▶ _TASK DETAILS_
Format the lines below as a two-column CSV with the headers input and output, starting with the line containing "Where can you see the striped" and going on through the end of the lines. Each row holds one line's text and its answer, each in a single quoted field with line breaks turned into spaces.

§ §

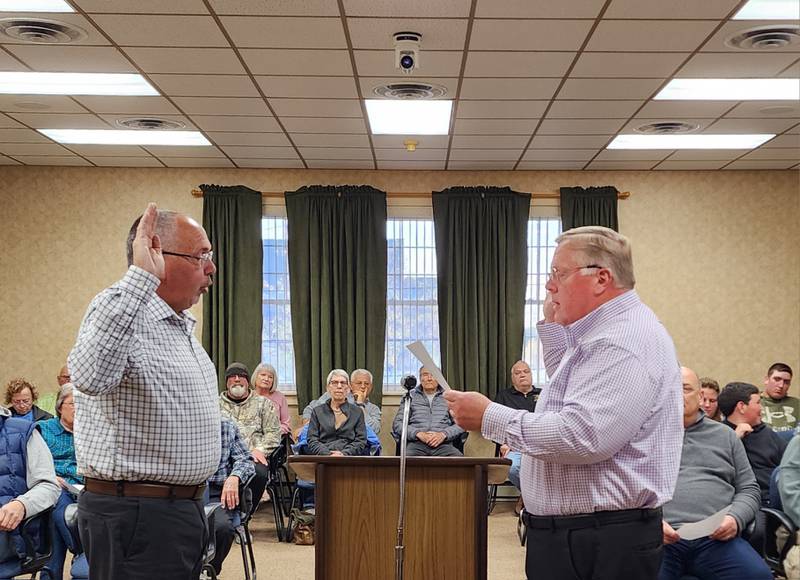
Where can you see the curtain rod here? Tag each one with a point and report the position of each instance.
(542, 195)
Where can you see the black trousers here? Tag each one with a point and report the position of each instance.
(603, 546)
(130, 538)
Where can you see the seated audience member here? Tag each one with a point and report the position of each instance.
(256, 419)
(337, 427)
(236, 468)
(778, 410)
(431, 429)
(709, 390)
(741, 405)
(265, 380)
(28, 485)
(21, 399)
(714, 473)
(360, 389)
(57, 434)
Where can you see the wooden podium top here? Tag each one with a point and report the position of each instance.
(305, 465)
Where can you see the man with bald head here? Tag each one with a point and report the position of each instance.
(713, 475)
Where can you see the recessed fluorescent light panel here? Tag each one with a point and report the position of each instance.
(35, 6)
(123, 137)
(30, 83)
(689, 141)
(399, 117)
(731, 90)
(769, 10)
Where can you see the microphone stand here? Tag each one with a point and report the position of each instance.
(399, 549)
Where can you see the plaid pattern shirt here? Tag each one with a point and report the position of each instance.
(607, 432)
(145, 390)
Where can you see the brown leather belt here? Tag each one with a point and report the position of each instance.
(144, 489)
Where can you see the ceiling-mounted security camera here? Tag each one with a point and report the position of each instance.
(406, 51)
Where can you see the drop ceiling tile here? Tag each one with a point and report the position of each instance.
(563, 109)
(561, 155)
(494, 126)
(308, 87)
(144, 6)
(437, 33)
(39, 103)
(508, 88)
(761, 164)
(433, 63)
(623, 89)
(621, 165)
(312, 140)
(666, 110)
(490, 141)
(423, 141)
(650, 35)
(735, 65)
(196, 162)
(275, 61)
(105, 59)
(263, 139)
(569, 141)
(627, 64)
(270, 163)
(241, 152)
(339, 164)
(539, 9)
(22, 136)
(671, 165)
(253, 106)
(518, 64)
(485, 154)
(277, 7)
(551, 165)
(310, 107)
(205, 85)
(129, 105)
(161, 30)
(285, 32)
(236, 123)
(126, 161)
(675, 9)
(400, 154)
(579, 126)
(59, 121)
(501, 109)
(52, 160)
(186, 60)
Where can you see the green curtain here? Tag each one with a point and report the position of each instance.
(482, 265)
(592, 206)
(337, 276)
(232, 309)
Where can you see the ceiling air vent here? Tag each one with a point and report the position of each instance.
(765, 38)
(666, 128)
(40, 31)
(410, 91)
(150, 124)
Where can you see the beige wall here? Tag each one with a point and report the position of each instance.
(717, 253)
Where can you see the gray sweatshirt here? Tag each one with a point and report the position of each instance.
(714, 473)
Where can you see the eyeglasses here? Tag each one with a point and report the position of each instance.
(203, 258)
(560, 275)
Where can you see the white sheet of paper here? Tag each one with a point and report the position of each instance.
(704, 527)
(418, 350)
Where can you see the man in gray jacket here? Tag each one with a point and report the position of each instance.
(714, 473)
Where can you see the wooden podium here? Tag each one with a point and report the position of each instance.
(357, 503)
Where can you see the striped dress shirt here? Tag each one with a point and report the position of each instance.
(145, 390)
(608, 429)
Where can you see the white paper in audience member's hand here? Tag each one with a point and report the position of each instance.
(418, 350)
(704, 527)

§ §

▶ _TASK RESULT_
input,output
"Where can you see the striped dress shirt here? Tag each one with a point and report the position of each instance.","(145, 390) (608, 429)"
"Where can you see the white paper in audience member's hand here? Tag each one with a point and report the position of each instance.","(418, 350) (704, 527)"